What you should do —
Update the entries below by replacing every "Target" with "Label" and leaving everything else unchanged. Omit the pictures from your answer.

** Begin Material for this exercise **

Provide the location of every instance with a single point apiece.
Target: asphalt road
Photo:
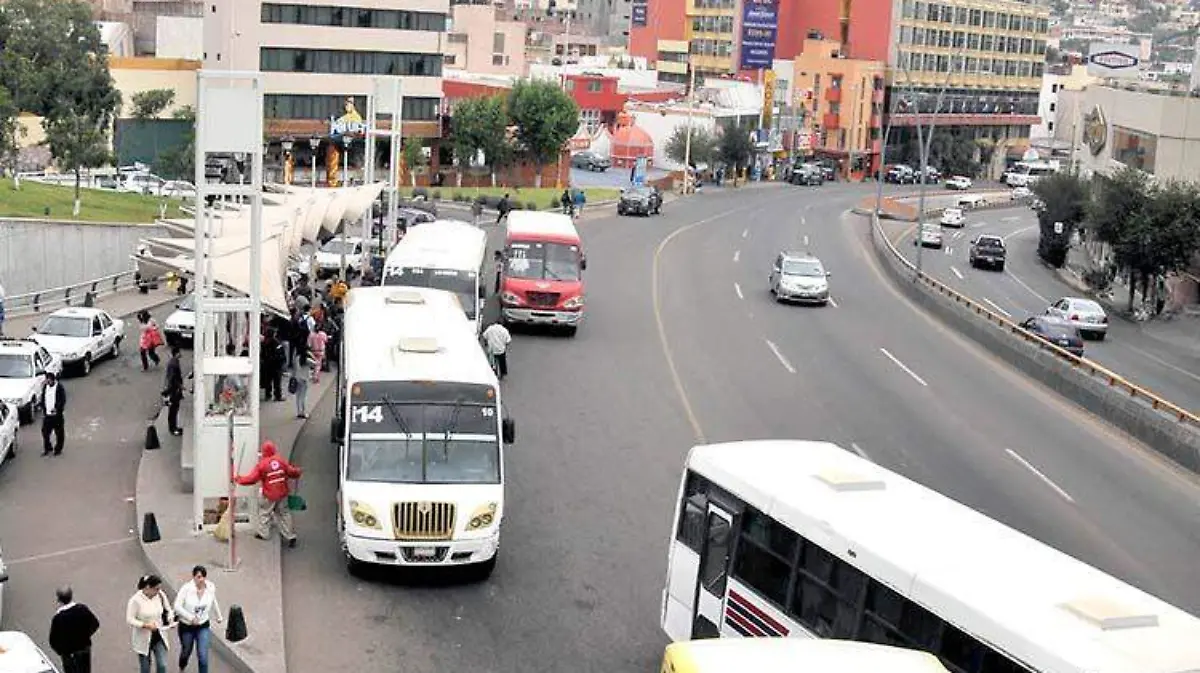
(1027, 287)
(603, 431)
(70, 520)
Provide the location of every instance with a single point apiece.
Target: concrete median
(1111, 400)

** End Material for this exercise **

Task answer —
Provide the location of every instance with a single point apiece.
Label: asphalt road
Photo:
(1027, 287)
(603, 431)
(70, 520)
Provide the location of every instance with a single point apiece.
Label: concrete median
(1111, 400)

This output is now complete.